# What is needed:
Starting from the line containing "Q: Pick out each instance of the green hillside", write out the rest of the entries exactly, through the final line, including nothing else.

# Records for the exercise:
——

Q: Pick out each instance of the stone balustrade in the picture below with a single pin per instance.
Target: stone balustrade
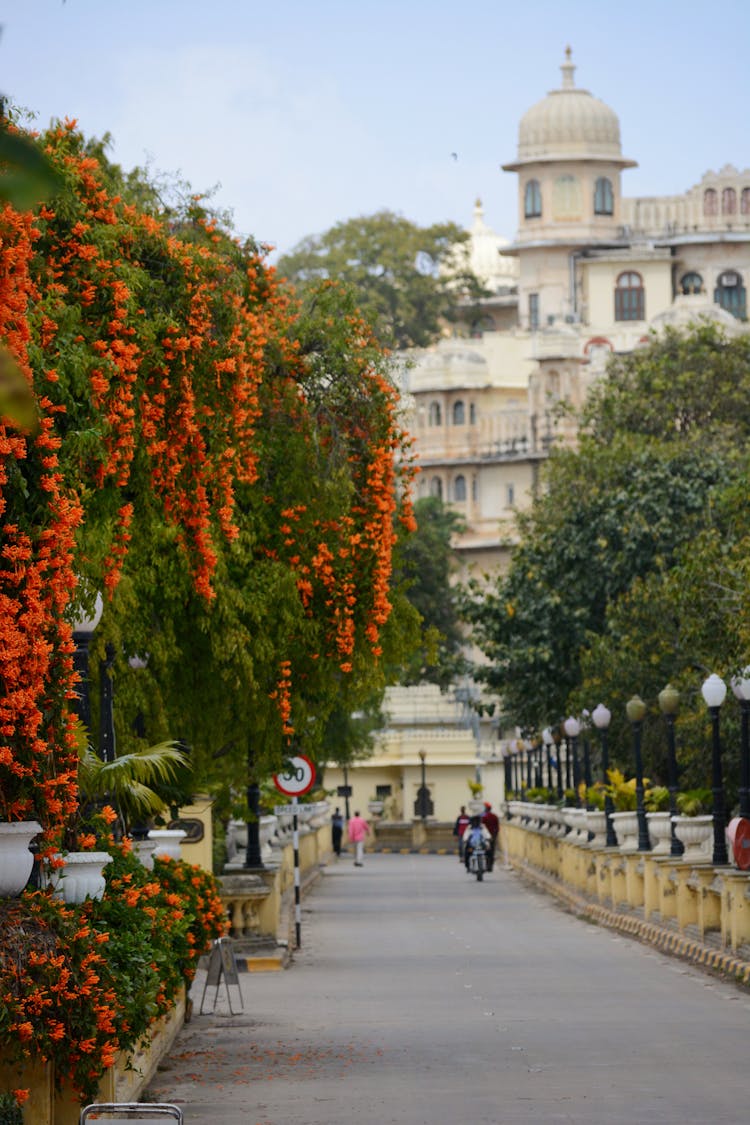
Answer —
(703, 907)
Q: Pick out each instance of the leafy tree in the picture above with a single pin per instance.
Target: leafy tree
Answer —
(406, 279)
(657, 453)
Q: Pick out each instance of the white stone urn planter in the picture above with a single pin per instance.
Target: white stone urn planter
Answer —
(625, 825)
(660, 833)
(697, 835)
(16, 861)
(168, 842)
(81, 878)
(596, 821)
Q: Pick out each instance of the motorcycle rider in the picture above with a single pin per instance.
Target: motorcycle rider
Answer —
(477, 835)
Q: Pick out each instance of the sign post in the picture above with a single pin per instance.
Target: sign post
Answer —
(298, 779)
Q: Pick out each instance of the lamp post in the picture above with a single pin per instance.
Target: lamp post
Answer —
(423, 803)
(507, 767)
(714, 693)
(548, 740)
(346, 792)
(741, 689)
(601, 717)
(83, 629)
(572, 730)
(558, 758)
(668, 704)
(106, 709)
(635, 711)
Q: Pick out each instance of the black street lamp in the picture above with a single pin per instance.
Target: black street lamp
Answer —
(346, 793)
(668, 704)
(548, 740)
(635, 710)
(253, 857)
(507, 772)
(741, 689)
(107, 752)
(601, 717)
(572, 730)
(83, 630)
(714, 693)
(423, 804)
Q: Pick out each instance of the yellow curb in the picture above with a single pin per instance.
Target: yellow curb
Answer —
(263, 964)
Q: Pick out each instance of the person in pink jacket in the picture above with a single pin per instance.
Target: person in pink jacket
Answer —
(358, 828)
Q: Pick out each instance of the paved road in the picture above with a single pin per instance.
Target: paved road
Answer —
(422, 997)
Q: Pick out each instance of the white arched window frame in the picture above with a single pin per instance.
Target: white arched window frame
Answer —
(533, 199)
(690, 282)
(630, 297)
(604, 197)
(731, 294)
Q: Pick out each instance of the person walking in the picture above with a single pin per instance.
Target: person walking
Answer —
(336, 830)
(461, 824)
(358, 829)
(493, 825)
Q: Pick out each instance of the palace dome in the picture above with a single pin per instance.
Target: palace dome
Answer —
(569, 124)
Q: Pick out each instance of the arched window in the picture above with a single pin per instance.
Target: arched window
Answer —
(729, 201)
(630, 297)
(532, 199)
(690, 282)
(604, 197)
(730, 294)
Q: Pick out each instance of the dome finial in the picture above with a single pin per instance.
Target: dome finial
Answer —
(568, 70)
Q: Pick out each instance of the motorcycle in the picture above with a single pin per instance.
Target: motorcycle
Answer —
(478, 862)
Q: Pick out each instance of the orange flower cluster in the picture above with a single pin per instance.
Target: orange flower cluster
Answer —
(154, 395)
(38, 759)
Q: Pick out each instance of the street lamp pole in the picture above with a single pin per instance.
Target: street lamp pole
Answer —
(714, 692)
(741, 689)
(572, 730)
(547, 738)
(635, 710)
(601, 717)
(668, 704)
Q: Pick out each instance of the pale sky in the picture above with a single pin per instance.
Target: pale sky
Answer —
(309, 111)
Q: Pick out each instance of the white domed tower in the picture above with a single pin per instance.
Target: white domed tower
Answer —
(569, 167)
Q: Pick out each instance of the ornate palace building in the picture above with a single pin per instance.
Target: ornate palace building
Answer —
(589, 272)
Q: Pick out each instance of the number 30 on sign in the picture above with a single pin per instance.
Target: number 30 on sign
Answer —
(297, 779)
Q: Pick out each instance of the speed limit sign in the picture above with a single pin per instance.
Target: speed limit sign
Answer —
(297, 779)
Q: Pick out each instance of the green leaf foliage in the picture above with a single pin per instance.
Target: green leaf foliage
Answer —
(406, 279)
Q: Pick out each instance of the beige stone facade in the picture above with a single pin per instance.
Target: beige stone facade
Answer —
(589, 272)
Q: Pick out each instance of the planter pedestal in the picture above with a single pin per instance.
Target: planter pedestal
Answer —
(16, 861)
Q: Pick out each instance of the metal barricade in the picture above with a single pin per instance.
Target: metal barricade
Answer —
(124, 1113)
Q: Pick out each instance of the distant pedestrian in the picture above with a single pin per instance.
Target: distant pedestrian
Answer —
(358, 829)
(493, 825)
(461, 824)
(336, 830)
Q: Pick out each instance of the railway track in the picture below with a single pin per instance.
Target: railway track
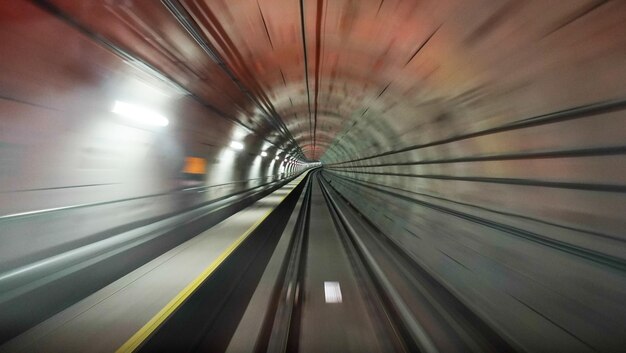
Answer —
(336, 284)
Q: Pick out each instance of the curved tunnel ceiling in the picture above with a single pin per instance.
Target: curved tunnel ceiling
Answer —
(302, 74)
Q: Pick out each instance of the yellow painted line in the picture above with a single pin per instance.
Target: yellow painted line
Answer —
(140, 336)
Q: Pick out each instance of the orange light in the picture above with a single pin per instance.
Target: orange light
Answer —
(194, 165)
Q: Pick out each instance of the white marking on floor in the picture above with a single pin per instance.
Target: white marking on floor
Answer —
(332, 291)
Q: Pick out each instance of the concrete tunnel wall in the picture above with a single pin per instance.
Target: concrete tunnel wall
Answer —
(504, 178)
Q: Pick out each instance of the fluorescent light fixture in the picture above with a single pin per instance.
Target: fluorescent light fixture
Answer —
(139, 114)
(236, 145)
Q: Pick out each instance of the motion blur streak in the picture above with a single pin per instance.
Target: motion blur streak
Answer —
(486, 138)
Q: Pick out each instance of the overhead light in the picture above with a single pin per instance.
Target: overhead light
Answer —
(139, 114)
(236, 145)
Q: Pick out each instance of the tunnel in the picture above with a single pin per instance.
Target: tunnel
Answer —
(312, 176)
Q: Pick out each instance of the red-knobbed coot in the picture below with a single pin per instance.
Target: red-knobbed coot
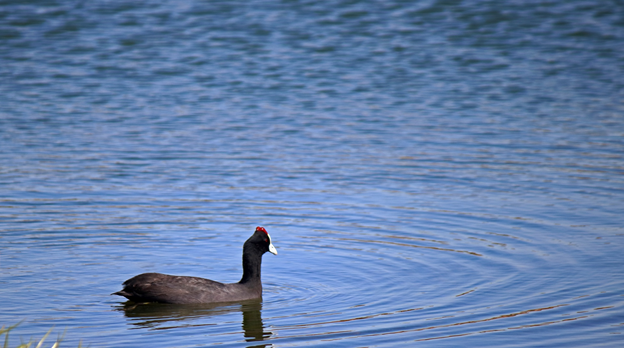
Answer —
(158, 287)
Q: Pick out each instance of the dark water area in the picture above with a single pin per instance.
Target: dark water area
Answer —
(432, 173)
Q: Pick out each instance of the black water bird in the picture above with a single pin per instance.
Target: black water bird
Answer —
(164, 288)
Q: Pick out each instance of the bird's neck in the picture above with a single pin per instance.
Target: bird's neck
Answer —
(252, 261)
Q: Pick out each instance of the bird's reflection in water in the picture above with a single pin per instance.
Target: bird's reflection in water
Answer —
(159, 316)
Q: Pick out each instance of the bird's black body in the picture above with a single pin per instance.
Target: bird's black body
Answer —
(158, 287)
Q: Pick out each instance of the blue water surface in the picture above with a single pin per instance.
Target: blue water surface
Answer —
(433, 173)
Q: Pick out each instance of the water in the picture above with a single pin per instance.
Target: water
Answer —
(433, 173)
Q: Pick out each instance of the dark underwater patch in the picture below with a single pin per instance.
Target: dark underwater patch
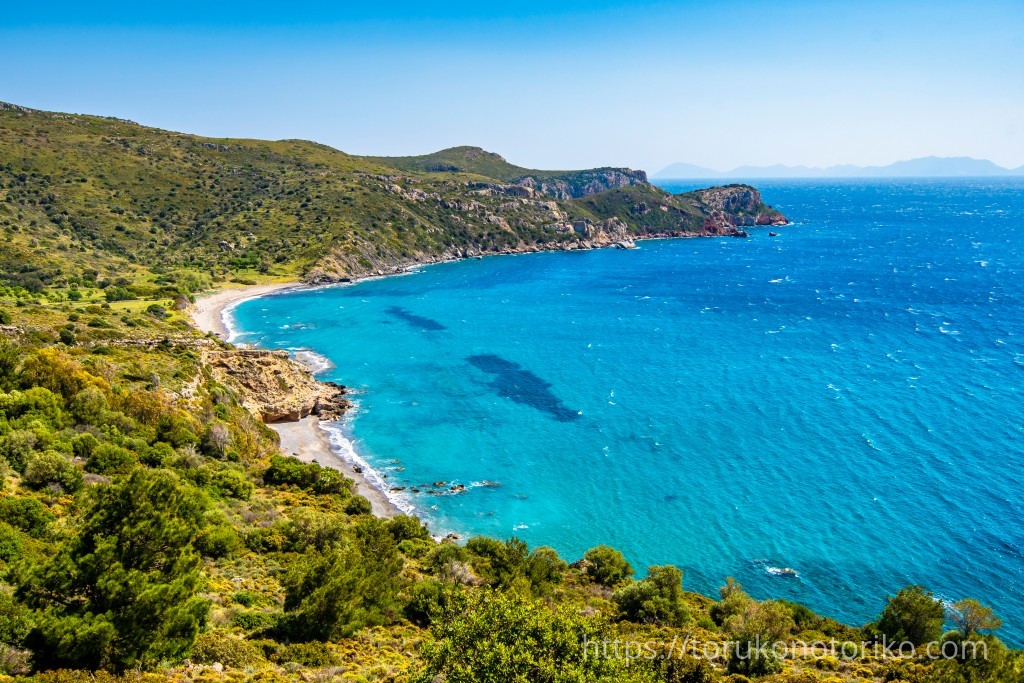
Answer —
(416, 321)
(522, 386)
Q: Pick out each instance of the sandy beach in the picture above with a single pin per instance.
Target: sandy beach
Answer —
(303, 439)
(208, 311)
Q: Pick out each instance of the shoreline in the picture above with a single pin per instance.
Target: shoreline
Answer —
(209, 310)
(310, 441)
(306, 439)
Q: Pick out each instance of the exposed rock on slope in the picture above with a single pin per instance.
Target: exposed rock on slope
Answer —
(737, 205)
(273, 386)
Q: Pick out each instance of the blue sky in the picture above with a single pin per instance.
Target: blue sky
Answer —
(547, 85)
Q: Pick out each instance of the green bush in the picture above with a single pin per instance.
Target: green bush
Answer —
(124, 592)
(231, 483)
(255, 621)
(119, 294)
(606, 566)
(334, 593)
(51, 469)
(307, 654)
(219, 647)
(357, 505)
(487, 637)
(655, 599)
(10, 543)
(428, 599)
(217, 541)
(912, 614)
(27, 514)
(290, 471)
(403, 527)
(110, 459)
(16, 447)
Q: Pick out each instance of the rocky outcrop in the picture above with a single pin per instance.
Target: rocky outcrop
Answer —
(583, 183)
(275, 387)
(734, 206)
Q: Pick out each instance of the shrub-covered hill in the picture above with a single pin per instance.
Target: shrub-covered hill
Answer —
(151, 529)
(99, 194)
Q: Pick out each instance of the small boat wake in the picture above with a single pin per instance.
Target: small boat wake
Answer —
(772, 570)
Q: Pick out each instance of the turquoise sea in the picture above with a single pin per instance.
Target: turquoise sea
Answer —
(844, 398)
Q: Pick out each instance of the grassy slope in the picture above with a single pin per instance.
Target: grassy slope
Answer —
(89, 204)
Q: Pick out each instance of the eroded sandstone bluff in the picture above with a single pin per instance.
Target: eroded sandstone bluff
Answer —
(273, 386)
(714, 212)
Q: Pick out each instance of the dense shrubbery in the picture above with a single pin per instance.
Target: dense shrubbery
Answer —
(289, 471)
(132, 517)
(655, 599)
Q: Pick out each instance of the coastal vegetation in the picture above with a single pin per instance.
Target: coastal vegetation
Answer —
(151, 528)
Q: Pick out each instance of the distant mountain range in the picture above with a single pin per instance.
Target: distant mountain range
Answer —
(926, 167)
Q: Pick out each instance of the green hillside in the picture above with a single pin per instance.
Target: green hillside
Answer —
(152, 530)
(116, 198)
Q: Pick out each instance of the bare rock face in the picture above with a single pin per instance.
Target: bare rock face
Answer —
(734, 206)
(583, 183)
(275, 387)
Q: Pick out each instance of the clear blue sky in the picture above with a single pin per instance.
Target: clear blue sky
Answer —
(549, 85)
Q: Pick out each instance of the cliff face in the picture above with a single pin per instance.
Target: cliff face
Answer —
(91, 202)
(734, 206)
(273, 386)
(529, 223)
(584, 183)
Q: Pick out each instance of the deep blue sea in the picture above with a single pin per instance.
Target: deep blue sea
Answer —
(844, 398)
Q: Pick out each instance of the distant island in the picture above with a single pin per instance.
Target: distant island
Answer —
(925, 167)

——

# Reply to the task:
Q: Pick out each instance of the green hillside in the picture above with a single pin per instance.
Target: green hillside
Answer —
(152, 530)
(116, 198)
Q: Pick out each instance of the bare rock face in the picture above with a single pin per instance.
Target: bare rock face
Answer —
(734, 206)
(583, 183)
(275, 387)
Q: Pick out each instance of the clear blue sky in the picture above with a single pin per instance.
Target: clear blue sky
Answer —
(549, 85)
Q: Pick out each instance of the cliff face in the picture above with a single pin per instance.
Target: cliff face
Answer —
(91, 202)
(734, 206)
(273, 386)
(529, 223)
(584, 183)
Q: Pick out each instance of the deep blue sea in the picture above with a single pin per instance.
Target: deep blue sea
Answer —
(844, 398)
Q: Pick out each instance of the distant island in the picture above with a single pin per instance.
Target: distant island
Answer —
(925, 167)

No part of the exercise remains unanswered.